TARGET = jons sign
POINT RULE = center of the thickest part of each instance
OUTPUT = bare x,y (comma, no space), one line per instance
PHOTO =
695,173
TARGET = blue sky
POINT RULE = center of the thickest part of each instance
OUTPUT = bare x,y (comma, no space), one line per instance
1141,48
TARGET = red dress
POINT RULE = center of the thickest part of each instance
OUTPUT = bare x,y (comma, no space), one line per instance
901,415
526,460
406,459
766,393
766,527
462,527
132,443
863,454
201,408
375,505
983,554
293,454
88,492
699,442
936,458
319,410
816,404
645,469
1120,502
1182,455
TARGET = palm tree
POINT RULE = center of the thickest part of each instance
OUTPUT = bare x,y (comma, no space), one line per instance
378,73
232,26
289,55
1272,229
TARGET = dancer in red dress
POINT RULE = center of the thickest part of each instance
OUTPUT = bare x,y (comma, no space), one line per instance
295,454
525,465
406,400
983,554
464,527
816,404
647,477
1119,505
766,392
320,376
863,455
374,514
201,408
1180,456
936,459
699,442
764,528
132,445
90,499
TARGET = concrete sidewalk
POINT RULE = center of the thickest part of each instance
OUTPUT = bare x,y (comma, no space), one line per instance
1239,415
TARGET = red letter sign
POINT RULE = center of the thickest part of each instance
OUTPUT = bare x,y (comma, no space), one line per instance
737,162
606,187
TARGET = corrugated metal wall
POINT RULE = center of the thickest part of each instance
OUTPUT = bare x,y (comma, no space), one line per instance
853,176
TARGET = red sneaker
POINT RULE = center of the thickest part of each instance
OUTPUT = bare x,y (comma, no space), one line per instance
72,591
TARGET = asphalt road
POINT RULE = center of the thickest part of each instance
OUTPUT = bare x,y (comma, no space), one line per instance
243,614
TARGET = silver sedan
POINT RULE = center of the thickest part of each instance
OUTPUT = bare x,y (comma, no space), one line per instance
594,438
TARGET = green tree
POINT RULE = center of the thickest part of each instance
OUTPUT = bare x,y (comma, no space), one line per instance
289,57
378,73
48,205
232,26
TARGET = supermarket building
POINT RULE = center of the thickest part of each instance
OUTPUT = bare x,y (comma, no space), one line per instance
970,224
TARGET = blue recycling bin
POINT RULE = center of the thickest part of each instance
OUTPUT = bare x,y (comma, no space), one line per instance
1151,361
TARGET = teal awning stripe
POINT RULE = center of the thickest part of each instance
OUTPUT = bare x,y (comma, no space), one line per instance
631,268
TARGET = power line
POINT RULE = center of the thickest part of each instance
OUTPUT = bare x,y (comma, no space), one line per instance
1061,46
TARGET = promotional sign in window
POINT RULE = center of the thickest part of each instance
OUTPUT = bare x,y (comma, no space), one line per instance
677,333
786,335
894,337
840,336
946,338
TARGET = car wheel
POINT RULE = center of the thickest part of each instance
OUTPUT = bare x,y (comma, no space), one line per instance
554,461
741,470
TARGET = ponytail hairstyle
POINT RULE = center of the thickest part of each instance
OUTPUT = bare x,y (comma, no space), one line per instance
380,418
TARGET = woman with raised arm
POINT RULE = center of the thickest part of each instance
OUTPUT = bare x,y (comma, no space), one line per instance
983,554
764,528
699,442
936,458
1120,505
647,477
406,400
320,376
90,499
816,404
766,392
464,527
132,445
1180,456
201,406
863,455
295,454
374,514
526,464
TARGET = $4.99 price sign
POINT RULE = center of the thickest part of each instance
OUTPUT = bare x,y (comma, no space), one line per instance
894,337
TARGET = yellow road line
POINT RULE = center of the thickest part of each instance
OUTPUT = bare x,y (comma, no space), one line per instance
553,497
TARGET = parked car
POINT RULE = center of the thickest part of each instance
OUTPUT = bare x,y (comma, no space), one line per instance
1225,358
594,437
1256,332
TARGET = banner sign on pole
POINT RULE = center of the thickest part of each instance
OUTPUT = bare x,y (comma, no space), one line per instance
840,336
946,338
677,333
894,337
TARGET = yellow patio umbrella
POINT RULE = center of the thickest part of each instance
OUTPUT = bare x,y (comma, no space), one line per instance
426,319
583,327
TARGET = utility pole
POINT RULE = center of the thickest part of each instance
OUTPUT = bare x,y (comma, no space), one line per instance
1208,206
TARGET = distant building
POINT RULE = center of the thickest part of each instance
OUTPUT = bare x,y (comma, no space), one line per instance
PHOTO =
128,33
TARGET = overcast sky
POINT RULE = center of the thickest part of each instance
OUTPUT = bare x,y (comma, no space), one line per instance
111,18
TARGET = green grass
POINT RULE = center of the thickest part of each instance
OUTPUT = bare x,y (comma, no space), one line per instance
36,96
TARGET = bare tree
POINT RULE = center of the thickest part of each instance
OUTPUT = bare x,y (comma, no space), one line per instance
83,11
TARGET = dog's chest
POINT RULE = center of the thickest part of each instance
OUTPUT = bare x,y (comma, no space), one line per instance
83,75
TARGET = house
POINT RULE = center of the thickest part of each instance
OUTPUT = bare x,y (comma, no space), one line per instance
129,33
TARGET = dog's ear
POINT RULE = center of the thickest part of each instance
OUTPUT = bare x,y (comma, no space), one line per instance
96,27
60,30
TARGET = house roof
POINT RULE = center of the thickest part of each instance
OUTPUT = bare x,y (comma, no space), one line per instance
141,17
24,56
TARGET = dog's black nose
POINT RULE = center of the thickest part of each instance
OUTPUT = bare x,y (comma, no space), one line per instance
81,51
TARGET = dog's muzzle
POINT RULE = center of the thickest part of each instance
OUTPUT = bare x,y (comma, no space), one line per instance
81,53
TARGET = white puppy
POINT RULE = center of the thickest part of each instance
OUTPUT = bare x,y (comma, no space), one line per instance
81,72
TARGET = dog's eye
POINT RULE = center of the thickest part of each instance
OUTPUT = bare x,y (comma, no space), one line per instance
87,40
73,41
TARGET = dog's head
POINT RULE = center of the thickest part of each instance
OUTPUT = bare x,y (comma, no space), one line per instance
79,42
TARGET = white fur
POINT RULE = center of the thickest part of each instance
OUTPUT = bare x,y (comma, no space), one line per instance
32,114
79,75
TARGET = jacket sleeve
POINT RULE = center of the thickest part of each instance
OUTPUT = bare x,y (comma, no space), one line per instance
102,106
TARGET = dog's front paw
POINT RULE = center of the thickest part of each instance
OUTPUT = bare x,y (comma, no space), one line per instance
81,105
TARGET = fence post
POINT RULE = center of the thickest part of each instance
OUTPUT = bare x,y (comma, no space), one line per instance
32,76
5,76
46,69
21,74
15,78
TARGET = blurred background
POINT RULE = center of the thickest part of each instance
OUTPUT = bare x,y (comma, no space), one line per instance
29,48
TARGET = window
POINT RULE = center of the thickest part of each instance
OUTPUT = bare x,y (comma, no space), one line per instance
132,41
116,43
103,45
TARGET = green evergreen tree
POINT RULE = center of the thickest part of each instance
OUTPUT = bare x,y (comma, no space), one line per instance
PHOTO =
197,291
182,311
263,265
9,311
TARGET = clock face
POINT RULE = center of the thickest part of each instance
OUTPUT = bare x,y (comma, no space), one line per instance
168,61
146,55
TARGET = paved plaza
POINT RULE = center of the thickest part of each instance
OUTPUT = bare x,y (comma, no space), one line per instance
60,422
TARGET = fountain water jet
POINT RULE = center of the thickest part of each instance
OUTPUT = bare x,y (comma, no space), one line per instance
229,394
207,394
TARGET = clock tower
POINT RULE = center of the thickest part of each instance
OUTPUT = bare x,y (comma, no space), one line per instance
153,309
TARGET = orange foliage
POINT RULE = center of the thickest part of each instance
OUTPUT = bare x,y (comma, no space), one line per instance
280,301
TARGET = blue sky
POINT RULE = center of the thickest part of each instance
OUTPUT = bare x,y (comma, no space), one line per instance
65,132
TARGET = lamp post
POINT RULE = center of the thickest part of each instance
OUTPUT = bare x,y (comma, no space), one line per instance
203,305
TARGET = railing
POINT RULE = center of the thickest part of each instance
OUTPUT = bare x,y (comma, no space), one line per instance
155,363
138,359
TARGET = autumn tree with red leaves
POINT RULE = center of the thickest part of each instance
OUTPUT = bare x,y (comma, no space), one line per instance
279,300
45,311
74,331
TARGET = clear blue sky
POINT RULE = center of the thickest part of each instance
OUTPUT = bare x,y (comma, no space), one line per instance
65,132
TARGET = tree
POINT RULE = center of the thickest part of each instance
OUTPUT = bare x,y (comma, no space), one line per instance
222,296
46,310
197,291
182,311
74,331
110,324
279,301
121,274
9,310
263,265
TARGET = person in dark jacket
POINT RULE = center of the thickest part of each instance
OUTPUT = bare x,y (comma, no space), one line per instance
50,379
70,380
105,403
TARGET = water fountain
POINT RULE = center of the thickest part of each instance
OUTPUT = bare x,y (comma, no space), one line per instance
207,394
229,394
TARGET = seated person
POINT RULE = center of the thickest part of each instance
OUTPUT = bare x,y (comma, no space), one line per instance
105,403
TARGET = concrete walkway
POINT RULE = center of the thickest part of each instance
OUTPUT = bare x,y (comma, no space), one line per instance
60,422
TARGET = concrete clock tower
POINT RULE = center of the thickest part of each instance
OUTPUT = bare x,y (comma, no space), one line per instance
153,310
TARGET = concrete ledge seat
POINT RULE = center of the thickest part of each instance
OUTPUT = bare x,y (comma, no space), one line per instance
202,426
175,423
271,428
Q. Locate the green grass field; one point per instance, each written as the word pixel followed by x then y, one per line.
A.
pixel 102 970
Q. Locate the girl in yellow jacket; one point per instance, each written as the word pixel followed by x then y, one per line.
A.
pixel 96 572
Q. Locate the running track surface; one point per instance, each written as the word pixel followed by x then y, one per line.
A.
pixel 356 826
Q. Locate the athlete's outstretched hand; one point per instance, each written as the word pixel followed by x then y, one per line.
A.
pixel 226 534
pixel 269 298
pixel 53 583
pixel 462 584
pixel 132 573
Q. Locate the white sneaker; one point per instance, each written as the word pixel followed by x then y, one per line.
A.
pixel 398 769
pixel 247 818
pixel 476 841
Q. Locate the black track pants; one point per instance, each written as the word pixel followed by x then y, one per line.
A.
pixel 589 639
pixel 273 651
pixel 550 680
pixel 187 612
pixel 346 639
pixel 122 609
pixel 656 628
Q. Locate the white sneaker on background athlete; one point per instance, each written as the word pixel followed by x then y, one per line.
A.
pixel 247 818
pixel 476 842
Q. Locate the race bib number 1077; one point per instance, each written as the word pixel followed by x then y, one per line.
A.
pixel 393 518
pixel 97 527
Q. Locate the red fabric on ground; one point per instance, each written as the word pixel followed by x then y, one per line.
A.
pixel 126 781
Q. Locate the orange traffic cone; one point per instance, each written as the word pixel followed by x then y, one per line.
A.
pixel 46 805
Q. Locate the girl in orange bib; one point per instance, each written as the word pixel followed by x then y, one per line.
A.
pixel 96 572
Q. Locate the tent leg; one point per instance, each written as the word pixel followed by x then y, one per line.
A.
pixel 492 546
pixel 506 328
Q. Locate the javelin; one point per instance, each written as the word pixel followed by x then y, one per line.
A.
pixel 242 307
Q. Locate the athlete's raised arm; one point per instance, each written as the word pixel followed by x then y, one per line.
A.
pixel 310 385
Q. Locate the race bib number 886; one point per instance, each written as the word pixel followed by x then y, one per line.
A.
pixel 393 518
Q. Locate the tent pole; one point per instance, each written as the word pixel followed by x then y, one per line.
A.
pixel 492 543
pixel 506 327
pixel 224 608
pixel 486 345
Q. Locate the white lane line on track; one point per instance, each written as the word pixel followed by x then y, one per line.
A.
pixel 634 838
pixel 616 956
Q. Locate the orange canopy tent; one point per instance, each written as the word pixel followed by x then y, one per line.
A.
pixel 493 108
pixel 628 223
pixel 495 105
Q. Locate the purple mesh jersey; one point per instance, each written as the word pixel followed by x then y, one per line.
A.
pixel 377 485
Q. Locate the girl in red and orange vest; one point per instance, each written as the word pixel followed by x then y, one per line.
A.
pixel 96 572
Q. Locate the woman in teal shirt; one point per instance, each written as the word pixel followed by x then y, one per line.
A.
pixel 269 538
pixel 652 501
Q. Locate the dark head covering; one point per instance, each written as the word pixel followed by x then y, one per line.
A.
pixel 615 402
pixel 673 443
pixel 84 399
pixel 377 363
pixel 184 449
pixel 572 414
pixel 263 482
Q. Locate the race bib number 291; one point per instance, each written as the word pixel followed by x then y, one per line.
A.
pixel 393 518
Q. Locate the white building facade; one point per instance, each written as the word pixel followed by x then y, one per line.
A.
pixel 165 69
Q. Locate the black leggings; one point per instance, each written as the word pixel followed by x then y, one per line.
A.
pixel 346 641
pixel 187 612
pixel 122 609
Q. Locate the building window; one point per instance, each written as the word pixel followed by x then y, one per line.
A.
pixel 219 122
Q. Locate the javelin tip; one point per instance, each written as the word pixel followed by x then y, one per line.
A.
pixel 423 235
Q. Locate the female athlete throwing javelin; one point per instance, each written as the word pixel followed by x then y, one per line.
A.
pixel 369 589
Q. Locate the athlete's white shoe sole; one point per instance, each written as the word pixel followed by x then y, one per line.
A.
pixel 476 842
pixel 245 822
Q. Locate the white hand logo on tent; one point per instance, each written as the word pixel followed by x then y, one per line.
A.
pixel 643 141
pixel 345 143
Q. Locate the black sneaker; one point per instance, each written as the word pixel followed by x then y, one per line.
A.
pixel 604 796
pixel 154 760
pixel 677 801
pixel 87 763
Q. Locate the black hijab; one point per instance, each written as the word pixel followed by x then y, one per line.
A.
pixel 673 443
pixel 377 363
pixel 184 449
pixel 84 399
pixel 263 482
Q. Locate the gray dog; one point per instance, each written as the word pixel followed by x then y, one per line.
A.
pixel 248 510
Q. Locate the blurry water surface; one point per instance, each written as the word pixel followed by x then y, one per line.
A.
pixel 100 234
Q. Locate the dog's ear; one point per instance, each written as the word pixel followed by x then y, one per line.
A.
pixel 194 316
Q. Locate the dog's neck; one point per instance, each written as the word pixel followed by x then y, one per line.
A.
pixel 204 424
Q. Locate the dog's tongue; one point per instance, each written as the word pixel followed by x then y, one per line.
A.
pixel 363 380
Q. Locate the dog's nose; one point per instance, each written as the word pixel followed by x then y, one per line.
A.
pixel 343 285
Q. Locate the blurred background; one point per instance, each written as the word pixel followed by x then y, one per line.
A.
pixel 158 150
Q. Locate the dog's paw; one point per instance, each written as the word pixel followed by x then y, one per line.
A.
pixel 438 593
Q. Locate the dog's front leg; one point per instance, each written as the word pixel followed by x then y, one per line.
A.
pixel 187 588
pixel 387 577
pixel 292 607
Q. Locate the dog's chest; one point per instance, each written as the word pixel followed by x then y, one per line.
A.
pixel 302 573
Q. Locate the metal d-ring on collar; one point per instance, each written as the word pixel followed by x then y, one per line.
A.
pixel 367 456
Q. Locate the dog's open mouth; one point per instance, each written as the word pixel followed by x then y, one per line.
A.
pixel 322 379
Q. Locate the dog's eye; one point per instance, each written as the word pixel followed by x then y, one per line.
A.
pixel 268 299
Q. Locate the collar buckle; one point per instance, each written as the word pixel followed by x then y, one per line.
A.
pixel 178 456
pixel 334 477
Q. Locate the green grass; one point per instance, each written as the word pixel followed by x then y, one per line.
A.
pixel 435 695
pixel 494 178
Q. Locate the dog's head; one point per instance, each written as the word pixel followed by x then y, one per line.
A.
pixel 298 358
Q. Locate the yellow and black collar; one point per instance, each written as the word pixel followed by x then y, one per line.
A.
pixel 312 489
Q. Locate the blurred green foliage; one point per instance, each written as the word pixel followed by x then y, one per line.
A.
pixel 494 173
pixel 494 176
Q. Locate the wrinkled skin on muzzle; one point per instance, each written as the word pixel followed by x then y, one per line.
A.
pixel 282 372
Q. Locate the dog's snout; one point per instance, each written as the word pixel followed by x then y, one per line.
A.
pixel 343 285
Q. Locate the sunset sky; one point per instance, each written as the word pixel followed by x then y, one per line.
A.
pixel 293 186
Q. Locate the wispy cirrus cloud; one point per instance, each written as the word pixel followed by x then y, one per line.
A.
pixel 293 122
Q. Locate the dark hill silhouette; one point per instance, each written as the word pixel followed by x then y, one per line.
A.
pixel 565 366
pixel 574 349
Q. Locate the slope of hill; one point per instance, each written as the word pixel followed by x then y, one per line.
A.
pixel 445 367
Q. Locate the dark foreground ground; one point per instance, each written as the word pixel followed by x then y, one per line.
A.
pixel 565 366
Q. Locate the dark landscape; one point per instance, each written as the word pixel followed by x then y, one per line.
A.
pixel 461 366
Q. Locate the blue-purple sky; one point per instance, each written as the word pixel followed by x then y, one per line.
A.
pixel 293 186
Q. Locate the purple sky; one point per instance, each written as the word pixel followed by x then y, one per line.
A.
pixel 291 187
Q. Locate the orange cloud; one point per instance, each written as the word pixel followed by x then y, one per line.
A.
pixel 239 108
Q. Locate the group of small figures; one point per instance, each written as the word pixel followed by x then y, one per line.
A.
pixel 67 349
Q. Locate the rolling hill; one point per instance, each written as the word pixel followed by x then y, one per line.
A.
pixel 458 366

• _EXERCISE PROMPT_:
Tally the lines of the listing above that contain the word "woman" and state the result as a bare number.

• _OUTPUT BELOW_:
2